■ **Your objective**
Retype the records below exactly as they stand, but with no images.

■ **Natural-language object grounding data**
◇ ◇ ◇
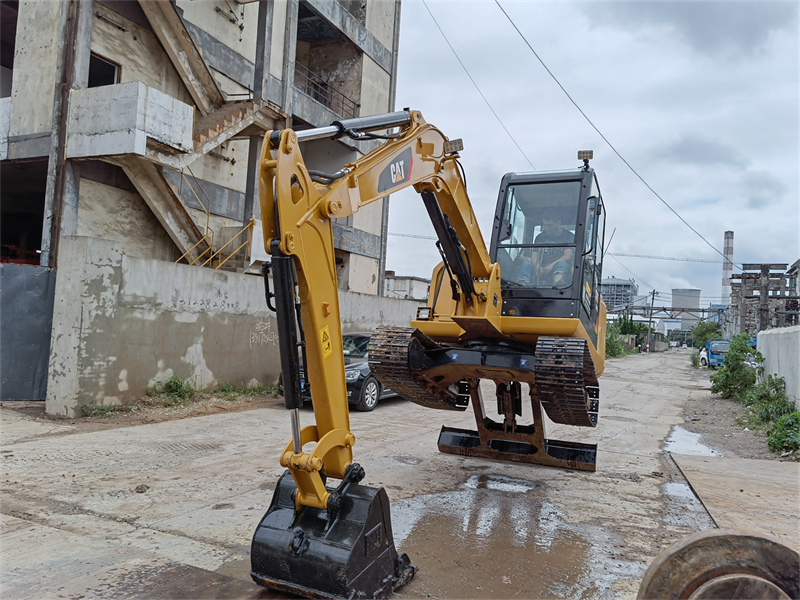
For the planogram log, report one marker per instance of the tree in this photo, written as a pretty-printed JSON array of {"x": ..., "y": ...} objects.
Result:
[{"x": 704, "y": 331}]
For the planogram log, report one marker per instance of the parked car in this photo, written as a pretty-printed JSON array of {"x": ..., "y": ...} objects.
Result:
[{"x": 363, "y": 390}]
◇ ◇ ◇
■ **Solved exercise**
For the planogram log, report one marker per instance of the tree in this photo, written as a pretty-printed JSON array of {"x": ..., "y": ...} objects.
Result:
[{"x": 704, "y": 331}]
For the planogram log, report one marker per instance of the parked car in this photo, written as a pretty-printed JSON array of {"x": ..., "y": ...} objects.
Result:
[{"x": 363, "y": 390}]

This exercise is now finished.